▸ **STATED EXERCISE**: Copy the records below, switching "green leaf" to "yellow leaf" and leaving everything else unchanged.

▸ **DATA FOR THIS TASK**:
┌────────

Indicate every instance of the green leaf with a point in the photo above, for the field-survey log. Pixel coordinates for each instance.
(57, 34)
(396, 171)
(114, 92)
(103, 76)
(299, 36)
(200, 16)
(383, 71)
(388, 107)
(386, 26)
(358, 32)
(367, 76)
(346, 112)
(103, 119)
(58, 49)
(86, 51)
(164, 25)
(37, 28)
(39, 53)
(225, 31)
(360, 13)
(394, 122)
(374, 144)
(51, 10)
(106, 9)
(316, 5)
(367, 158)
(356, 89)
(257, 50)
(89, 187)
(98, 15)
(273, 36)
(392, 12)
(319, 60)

└────────

▸ **WRITTEN SOLUTION**:
Indicate every instance of the yellow leaf with a point in the photo above, for the field-survey log. Pixel coordinates for each instance.
(57, 34)
(396, 171)
(114, 92)
(103, 76)
(299, 36)
(200, 16)
(383, 71)
(388, 107)
(386, 26)
(358, 32)
(367, 76)
(346, 112)
(103, 119)
(58, 49)
(86, 51)
(164, 25)
(37, 28)
(39, 53)
(225, 31)
(360, 13)
(394, 122)
(374, 144)
(51, 10)
(106, 9)
(316, 5)
(367, 158)
(356, 89)
(257, 50)
(89, 187)
(98, 15)
(273, 36)
(392, 12)
(319, 60)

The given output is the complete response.